Problem description :: Print out every line, exactly as written.

Input data ::
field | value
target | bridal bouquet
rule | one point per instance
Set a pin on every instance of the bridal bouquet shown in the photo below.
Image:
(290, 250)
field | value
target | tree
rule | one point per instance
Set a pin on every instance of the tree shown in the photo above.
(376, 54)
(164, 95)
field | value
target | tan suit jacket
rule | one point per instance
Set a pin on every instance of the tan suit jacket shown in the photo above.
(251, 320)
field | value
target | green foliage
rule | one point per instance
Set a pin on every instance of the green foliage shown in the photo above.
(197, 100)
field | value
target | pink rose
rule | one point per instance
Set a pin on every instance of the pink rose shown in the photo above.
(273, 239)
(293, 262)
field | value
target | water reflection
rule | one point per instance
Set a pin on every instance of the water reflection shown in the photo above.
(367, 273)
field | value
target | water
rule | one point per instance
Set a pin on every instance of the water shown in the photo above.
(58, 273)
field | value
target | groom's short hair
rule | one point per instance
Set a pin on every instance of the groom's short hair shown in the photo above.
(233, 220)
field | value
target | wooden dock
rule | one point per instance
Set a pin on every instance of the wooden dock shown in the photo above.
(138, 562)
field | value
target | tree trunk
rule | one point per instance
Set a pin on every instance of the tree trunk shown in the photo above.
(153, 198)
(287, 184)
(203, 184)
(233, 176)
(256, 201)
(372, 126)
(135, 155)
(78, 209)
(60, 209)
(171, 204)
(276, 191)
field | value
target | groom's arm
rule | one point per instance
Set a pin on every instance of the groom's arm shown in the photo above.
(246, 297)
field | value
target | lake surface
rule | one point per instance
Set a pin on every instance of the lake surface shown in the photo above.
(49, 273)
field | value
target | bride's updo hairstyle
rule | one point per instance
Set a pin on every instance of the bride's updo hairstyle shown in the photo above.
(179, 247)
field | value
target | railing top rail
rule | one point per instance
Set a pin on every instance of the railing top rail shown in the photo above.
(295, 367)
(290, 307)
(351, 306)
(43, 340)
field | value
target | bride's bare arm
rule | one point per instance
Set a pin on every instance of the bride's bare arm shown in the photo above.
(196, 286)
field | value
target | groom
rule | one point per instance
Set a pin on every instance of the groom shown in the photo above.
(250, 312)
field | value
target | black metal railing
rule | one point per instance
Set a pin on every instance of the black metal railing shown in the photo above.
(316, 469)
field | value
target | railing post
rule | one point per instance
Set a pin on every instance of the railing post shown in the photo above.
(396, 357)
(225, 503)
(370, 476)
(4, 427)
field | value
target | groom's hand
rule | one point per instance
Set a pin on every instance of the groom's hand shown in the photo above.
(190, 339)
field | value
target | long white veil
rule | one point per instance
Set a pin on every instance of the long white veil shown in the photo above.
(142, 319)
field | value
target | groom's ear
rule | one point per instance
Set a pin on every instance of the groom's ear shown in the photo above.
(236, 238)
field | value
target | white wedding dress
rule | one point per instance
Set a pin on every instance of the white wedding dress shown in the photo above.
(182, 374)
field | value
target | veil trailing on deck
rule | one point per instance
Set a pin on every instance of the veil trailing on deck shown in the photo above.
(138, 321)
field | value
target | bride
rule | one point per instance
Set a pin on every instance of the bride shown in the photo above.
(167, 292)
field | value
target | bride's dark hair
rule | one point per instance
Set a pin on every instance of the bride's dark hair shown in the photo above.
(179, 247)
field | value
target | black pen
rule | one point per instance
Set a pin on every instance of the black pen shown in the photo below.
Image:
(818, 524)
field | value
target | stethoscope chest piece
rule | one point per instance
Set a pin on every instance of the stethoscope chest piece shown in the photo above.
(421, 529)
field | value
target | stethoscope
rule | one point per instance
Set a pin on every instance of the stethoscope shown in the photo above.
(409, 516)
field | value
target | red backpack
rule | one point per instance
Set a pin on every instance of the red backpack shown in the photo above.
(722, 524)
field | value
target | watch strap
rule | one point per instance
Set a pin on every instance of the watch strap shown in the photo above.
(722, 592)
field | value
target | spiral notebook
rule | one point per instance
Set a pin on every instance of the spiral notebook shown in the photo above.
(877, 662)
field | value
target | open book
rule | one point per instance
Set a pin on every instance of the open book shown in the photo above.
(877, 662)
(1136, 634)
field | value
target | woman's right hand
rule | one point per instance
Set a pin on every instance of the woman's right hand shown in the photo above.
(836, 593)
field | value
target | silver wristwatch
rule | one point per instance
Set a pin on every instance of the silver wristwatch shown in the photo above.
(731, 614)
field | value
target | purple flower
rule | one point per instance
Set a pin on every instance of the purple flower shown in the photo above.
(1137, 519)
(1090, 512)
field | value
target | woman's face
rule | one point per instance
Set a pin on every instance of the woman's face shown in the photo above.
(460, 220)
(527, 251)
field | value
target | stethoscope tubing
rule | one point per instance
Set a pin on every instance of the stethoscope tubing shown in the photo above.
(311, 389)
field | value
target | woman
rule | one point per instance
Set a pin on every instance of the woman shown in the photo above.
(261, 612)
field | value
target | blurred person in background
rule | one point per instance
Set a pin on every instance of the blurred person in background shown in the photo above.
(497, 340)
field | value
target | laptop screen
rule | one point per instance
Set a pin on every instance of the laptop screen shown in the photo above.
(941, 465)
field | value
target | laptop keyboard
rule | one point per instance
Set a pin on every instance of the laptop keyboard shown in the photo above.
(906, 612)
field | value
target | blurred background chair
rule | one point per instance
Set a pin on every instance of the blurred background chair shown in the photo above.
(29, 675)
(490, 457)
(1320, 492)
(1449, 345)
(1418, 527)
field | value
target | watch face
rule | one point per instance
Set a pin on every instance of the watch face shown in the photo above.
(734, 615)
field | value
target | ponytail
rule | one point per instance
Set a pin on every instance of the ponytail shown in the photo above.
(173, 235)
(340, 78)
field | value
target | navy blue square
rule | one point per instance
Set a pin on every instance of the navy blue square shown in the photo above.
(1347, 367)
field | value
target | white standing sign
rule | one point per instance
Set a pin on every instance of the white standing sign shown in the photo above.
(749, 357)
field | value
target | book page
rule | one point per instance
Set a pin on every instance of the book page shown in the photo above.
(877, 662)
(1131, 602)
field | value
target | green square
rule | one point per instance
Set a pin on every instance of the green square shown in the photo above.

The solution ::
field | value
target | bridal bouquet
rule | one point per instance
Set a pin on every instance of the bridal bouquet shown in the photo below.
Image:
(290, 250)
field | value
target | tree
rule | one point per instance
Set a pin on every instance of the tree shown in the photo above.
(376, 54)
(164, 95)
field | value
target | tan suit jacket
rule | one point per instance
Set a pin on every instance of the tan suit jacket shown in the photo above.
(251, 320)
field | value
target | green foliage
rule | one point per instance
Set a pin on every instance of the green foliage shown in the photo above.
(197, 100)
field | value
target | pink rose
rule | one point per instance
Set a pin on every instance of the pink rose shown in the photo above.
(273, 239)
(293, 262)
field | value
target | water reflection
rule | one point per instance
Set a pin on every instance of the water reflection shown in the photo above.
(367, 273)
field | value
target | water
rule | one point per instance
Set a pin on every instance of the water shown in the photo above.
(58, 273)
field | value
target | groom's short hair
rule | one point per instance
Set a pin on every instance of the groom's short hair shown in the photo above.
(233, 220)
field | value
target | wooden dock
rule | one point per instance
Set a pin on every instance of the wooden dock shown in the photo above.
(138, 562)
field | value
target | tree trunk
rule | one point per instance
Set a pin on every instance of the tree trunk shown in the photo above.
(153, 198)
(287, 184)
(203, 184)
(233, 176)
(256, 201)
(372, 126)
(135, 155)
(78, 209)
(60, 209)
(171, 204)
(276, 191)
field | value
target | groom's arm
rule | one point per instance
Set a pin on every instance of the groom's arm shown in the photo above.
(246, 297)
field | value
target | lake surface
rule | one point per instance
Set a pin on every instance of the lake surface shown in the photo above.
(49, 273)
field | value
target | bride's updo hairstyle
rule | one point per instance
Set a pin on every instance of the bride's updo hairstyle shown in the photo above.
(179, 247)
field | value
target | railing top rail
rule | one point per instance
Set a pin on every instance of the railing top rail shown in the photo above.
(295, 367)
(290, 307)
(351, 306)
(43, 340)
field | value
target | bride's bare arm
rule | one point per instance
Set a pin on every instance of the bride's bare arm shown in the photo above.
(196, 286)
field | value
target | groom
rule | one point per instance
Set a pin on every instance of the groom shown in the photo above.
(250, 312)
field | value
target | black metal railing
rule | one point per instance
Set a pin on every instance of the black metal railing shown in the photo above.
(316, 469)
field | value
target | railing post
rule | one point per instance
Set a pin on every instance of the railing post shown in the photo above.
(396, 357)
(225, 503)
(370, 476)
(4, 427)
field | value
target | groom's hand
rule | one point per instance
Set a pin on every instance of the groom's hand shown in the photo above.
(190, 339)
field | value
target | long white veil
rule | one point per instance
Set a pin on every instance of the long white veil shown in the photo above.
(142, 319)
field | value
target | groom's ear
rule | one point per instance
Set a pin on every instance of the groom's ear shown in the photo above.
(236, 238)
field | value
target | white wedding dress
rule | one point per instance
Set a pin on every instance of the white wedding dress shown in the photo above.
(182, 374)
field | value
target | veil trailing on deck
rule | one point per instance
Set a pin on every instance of the veil trailing on deck shown in the photo above.
(138, 321)
field | value
target | bride
rule | one point per instance
Set a pin on every instance of the bride shown in the photo above.
(167, 292)
field | value
target | bride's dark hair
rule | one point per instance
Set a pin on every instance of the bride's dark hair shown in the photo above.
(179, 247)
field | value
target | black pen
rule | one point per instance
Set a pin on every instance of the black pen shown in the photo below.
Image:
(818, 524)
field | value
target | stethoscope chest piece
rule | one point per instance
Set a pin on every instance of the stethoscope chest piece shown in the photo above.
(421, 529)
field | value
target | stethoscope
rule | one point per instance
Set a pin on every instance of the stethoscope shown in the photo above.
(409, 516)
field | value
target | red backpack
rule | one point per instance
Set a pin on every instance of the red backpack shown in the photo above.
(722, 524)
field | value
target | watch strap
rule | one point per instance
Set a pin on every instance of the watch strap shown in the photo above.
(722, 592)
field | value
target | spiral notebook
rule | one point per instance
Set a pin on every instance of the spiral notebook shown in the photo above.
(877, 662)
field | value
target | open book
rule | one point per instance
Set a pin on every instance of the open book shown in the photo above.
(877, 662)
(1136, 634)
field | value
target | woman's right hand
rule | one point per instance
Set a pin on every instance of the woman's right hand shown in the photo above.
(836, 593)
field | value
target | silver wristwatch
rule | one point per instance
Set a pin on every instance of the silver wristwatch shown in the photo above.
(731, 614)
field | value
target | purple flower
rule | one point per instance
Set a pin on every instance of the purple flower shown in the photo above.
(1137, 519)
(1090, 512)
field | value
target | woman's face
rule | one point per instance
Set a pin on every instance of the woman's face shown in the photo above.
(460, 220)
(527, 251)
field | value
target | stethoscope tubing
rule | one point per instance
Set a pin on every instance of the stethoscope tubing shown in the photo above.
(311, 389)
field | value
target | woman
rule | one point per instance
Set a pin on every instance of the woman shown in the photo above.
(261, 612)
field | value
target | blurred person in background
rule | one point per instance
Set a pin on every instance of the blurred person in background shown in the photo above.
(497, 340)
field | value
target | laptop screen
rule | one point per instance
Set a pin on every instance of the laptop screen shown in the photo above.
(941, 465)
field | value
target | laptop keyboard
rule | one point per instance
Set a pin on every instance of the laptop keyboard shown in the photo above.
(906, 612)
field | value
target | blurred background chair
rule | one point per instance
Set a pin on every instance of the blurred background chair shown in the photo above.
(29, 675)
(490, 457)
(1320, 492)
(1449, 345)
(1418, 527)
field | value
target | watch face
rule | one point per instance
Set a pin on every instance of the watch face shown in the photo above.
(734, 615)
field | value
target | ponytail
rule | one point per instance
Set a pin on every instance of the ponytail shown in the photo above.
(173, 235)
(340, 78)
field | value
target | navy blue square
rule | one point per instance
Set a pin on every instance of the navy blue square shown in the photo above.
(1347, 367)
field | value
target | white standing sign
rule | one point per instance
Set a pin on every instance of the white standing sign shown in the photo above.
(749, 357)
field | value
target | book page
rule | one point per instance
Set a pin on every instance of the book page shown in the photo above.
(877, 662)
(1131, 602)
field | value
target | green square
rule | one point per instance
Set a pin on every instance of the green square shown in the photo above.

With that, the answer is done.